§ **Lista de tareas**:
**a.** Reproduce literalmente el fragmento del texto sobre la democracia capitalista que empieza en "Las dos guerras" y termina en "qué ser así.".
**b.** Según el texto sobre la democracia capitalista, ¿a qué dieron lugar las dos guerras mundiales del siglo XX?

§ **Página**:
Wolfgang Streeck: Con toda modestia, intento contribuir a una teoría materialista, más que normativa y moralizante, del declive, no de la democracia liberal, sino de la democracia capitalista. Esto devuelve al Estado —más precisamente, al sistema estatal internacional— a la teoría de clases. Una de mis afirmaciones centrales es que, en el globalismo neoliberal, los aspirantes a gobernantes —las clases políticas nacionales e internacionales del Estado capitalista— ya no son capaces de gobernar, ya que se enfrentan a problemas que escapan a toda «solución», mientras que una parte cada vez mayor de los supuestos gobernados se niega a ser gobernada por ellos: la definición de Lenin de un «momento revolucionario». Si aplicamos este marco conceptual a la situación de los Estados Unidos, primero bajo Biden y luego bajo Trump, veremos que encaja razonablemente bien.

Usted ha hablado y escrito de forma convincente sobre el modo en que la Segunda Guerra Mundial dio lugar a un nuevo orden político y económico. ¿Qué tipo de ruptura ve posible para el orden actual que pudiera provocar una sacudida similar de sus cimientos?

Las dos guerras mundiales del siglo XX dieron lugar a una profunda reorganización del sistema capitalista mundial: en primer lugar, la substitución de los imperios centrados en Europa por un sistema de Estados nacionales; en segundo lugar, el auge de los Estados Unidos como centro imperial de un sistema capitalista mundial con su combinación única de soberanía nacional y hegemonía internacional. Es cierto que ambos momentos de reorganización capitalista beneficiaron, en muchos sentidos, a la clase trabajadora en los dos «acuerdos de postguerra». Pero esto no siempre tiene por qué ser así.

Entradas de la colección:
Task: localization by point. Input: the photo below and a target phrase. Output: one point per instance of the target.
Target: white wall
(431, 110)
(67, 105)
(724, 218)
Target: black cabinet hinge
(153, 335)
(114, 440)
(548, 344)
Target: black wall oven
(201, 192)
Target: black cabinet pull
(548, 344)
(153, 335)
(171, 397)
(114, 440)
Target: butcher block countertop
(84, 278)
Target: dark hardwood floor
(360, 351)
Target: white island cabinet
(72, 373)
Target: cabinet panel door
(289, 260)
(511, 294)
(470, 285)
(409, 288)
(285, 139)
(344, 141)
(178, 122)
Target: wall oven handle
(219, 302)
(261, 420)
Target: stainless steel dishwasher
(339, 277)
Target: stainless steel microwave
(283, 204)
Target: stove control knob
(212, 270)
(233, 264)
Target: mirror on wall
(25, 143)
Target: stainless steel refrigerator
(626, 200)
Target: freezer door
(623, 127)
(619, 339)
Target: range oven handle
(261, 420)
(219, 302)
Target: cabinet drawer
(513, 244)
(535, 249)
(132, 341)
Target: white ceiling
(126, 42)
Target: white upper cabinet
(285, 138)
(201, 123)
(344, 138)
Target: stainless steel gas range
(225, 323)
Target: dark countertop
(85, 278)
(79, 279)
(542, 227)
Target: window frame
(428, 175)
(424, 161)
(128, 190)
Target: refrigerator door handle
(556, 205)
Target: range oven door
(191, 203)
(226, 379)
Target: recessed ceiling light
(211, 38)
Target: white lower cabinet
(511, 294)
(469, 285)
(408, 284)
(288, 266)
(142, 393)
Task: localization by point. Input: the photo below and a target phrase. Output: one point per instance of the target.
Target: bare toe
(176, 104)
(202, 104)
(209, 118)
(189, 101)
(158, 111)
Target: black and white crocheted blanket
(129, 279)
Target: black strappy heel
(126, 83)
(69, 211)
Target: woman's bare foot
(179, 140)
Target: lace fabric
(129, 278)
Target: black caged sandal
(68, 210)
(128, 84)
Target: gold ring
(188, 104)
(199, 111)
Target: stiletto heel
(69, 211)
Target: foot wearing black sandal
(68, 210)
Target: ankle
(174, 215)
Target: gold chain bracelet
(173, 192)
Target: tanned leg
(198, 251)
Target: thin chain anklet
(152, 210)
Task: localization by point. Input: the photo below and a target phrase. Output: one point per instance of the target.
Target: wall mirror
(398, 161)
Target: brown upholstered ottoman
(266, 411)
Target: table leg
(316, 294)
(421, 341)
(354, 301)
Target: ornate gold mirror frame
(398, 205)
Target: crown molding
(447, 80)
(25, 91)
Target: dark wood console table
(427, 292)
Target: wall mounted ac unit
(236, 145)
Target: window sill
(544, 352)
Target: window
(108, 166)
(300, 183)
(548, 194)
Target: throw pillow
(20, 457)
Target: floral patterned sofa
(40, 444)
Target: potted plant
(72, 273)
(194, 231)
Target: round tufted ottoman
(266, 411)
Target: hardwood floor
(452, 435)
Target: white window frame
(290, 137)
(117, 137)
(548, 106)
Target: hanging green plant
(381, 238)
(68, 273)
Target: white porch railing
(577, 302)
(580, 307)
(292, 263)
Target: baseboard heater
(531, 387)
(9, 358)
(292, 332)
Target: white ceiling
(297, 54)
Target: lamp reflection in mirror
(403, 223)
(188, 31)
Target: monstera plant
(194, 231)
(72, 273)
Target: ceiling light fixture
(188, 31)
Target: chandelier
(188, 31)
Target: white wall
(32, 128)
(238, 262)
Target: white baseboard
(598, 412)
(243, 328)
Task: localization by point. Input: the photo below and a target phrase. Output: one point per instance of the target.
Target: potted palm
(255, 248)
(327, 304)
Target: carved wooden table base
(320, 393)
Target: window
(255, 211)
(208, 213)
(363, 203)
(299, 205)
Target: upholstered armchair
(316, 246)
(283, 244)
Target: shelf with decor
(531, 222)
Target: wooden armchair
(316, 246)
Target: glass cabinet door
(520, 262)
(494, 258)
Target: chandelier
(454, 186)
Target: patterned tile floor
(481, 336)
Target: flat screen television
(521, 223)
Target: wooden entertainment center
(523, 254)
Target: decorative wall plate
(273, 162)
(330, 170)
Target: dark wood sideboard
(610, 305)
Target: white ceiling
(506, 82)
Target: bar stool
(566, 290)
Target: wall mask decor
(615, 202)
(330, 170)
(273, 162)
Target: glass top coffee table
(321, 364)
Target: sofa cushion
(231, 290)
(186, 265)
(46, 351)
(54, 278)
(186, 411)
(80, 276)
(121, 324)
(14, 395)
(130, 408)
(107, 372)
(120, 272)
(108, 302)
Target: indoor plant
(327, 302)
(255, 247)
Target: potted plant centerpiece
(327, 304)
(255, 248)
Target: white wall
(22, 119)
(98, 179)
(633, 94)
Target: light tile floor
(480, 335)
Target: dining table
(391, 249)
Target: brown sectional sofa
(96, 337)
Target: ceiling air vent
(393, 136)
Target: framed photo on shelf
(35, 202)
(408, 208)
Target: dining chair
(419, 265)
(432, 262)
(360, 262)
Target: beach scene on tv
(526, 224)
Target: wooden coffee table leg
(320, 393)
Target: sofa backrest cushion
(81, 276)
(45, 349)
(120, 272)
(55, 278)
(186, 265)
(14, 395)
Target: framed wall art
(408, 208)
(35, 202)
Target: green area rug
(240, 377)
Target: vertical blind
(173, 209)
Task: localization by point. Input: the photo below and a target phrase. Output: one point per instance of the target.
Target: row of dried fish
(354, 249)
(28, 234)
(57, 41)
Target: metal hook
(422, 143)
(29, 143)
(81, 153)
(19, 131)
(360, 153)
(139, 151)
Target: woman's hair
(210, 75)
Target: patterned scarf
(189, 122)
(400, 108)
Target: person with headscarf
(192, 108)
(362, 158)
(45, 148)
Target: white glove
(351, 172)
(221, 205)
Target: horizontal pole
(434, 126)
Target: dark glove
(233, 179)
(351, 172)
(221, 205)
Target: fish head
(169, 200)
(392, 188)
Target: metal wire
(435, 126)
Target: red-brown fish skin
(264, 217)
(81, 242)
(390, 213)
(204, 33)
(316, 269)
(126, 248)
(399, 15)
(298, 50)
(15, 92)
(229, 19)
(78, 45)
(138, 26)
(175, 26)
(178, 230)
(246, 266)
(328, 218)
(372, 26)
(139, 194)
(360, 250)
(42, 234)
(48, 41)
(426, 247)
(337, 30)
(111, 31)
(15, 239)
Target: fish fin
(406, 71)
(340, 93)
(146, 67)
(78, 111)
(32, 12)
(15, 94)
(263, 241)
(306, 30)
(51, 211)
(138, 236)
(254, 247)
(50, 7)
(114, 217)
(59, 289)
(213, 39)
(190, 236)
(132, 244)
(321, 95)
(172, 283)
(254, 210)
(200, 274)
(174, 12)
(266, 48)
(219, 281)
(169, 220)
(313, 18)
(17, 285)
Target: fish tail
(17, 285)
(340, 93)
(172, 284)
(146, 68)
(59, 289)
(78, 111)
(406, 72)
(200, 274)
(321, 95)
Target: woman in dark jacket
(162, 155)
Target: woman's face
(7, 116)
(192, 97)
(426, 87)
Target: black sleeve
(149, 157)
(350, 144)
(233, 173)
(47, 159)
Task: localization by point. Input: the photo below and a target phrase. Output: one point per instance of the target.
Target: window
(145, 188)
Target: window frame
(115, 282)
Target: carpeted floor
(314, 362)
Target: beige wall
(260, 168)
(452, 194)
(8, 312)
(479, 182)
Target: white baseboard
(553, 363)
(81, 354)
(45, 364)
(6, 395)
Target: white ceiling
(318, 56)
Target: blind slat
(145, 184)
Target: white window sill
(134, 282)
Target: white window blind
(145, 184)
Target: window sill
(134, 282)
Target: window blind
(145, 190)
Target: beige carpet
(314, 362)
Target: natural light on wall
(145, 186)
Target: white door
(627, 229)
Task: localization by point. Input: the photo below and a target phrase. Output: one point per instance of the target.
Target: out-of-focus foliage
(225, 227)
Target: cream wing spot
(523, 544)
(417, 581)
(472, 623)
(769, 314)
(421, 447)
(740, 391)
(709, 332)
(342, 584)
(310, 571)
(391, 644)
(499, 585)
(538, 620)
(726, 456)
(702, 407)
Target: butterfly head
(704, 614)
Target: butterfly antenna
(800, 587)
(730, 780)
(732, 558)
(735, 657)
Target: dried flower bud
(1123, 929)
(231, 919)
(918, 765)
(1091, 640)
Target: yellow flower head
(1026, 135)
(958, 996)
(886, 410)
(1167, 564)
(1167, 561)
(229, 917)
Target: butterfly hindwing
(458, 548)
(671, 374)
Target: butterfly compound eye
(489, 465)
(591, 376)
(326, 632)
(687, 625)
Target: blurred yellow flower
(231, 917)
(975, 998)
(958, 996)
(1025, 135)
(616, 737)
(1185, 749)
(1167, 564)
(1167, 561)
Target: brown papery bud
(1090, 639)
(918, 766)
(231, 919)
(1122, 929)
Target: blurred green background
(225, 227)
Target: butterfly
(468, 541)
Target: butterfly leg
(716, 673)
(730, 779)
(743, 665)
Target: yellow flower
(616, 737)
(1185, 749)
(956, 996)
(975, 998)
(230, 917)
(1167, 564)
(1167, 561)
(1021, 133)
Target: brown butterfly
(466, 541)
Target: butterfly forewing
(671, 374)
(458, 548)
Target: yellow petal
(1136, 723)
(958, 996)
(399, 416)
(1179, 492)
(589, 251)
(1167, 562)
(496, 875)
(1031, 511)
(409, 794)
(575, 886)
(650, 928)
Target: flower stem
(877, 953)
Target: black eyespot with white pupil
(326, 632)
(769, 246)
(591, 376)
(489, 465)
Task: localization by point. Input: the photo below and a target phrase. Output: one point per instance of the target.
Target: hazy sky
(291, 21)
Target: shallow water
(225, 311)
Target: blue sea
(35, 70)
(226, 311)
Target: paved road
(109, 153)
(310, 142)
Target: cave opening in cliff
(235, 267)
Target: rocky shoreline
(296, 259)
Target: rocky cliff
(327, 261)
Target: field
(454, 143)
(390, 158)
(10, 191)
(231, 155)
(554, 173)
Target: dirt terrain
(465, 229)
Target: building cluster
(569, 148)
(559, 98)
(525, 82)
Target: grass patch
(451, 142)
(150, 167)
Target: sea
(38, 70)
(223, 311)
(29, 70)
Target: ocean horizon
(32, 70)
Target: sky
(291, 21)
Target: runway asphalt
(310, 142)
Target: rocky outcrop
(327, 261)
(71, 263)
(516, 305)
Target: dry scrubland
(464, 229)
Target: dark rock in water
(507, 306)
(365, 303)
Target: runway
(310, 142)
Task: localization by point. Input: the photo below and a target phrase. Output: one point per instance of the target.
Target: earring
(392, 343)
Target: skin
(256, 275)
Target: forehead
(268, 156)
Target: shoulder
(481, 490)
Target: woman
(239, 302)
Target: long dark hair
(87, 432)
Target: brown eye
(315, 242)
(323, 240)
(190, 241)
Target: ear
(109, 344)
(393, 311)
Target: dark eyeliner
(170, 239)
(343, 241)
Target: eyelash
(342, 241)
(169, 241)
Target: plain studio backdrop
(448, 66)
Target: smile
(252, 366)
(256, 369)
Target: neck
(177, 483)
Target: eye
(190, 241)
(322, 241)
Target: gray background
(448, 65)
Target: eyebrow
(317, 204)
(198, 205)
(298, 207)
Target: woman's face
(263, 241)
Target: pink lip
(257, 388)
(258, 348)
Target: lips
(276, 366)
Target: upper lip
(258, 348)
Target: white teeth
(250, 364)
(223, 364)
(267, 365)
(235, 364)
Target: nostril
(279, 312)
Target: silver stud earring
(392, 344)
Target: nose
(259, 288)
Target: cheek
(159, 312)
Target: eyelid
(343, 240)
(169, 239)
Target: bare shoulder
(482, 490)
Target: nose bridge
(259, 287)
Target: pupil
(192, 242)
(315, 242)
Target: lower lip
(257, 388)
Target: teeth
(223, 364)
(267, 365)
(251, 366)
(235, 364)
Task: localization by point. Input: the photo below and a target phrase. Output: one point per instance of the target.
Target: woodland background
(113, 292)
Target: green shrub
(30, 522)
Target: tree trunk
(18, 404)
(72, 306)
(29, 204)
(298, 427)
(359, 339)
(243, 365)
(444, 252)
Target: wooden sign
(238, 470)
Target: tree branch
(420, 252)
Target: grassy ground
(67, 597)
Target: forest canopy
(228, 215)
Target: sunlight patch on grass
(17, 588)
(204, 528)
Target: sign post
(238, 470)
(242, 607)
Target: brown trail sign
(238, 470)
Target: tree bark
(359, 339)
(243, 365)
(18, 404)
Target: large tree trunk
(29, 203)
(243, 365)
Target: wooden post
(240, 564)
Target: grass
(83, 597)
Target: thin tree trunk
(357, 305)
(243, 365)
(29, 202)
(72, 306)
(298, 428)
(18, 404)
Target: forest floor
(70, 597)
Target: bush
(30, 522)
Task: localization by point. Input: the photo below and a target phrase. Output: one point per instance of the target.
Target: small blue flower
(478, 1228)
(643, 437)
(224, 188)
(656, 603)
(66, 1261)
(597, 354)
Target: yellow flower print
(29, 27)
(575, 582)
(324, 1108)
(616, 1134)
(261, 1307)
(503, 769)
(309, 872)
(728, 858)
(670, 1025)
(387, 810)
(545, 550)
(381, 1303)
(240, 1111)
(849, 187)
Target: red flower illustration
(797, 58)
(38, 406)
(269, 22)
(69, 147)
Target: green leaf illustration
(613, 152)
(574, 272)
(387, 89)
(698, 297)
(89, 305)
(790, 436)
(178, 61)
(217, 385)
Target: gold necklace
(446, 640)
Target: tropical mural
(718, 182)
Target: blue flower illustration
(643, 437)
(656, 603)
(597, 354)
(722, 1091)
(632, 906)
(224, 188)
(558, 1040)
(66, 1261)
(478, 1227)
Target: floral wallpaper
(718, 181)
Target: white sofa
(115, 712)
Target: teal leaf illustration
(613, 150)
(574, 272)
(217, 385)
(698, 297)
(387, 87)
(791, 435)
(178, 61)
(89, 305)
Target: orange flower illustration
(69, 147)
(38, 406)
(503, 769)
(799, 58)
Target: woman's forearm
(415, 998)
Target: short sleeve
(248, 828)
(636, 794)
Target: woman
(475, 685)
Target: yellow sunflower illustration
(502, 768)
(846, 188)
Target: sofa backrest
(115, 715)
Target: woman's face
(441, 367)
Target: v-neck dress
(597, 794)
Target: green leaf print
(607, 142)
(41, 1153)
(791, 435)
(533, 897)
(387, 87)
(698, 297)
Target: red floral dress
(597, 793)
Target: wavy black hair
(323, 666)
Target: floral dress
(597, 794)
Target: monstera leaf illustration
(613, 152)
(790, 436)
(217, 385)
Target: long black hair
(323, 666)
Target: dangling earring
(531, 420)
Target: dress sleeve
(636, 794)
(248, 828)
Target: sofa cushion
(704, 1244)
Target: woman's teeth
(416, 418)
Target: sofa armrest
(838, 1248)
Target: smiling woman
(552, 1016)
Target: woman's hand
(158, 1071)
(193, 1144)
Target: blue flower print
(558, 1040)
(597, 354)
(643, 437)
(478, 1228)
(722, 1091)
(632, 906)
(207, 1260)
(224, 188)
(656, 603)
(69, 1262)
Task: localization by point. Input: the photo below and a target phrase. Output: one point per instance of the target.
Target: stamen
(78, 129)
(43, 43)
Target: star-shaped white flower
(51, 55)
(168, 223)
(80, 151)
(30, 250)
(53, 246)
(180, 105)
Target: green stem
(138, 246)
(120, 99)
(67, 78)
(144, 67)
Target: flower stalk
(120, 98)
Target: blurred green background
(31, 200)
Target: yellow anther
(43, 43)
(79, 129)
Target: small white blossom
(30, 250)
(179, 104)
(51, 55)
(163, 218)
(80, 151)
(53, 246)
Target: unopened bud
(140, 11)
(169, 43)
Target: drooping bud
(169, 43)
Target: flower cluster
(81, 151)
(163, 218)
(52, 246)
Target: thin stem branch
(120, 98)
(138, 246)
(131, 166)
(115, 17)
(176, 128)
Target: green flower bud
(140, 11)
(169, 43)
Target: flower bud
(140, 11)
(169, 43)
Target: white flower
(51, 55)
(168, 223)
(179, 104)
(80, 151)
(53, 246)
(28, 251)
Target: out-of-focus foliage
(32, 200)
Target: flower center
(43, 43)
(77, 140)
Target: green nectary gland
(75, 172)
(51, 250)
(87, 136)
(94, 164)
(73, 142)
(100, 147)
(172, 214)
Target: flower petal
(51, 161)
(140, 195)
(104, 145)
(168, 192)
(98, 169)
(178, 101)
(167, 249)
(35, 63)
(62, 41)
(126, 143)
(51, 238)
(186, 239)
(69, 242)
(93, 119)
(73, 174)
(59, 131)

§ **Soluciones**:
**a.**
Las dos guerras mundiales del siglo XX dieron lugar a una profunda reorganización del sistema capitalista mundial: en primer lugar, la substitución de los imperios centrados en Europa por un sistema de Estados nacionales; en segundo lugar, el auge de los Estados Unidos como centro imperial de un sistema capitalista mundial con su combinación única de soberanía nacional y hegemonía internacional. Es cierto que ambos momentos de reorganización capitalista beneficiaron, en muchos sentidos, a la clase trabajadora en los dos «acuerdos de postguerra». Pero esto no siempre tiene por qué ser así.

**b.** A una profunda reorganización del sistema capitalista mundial.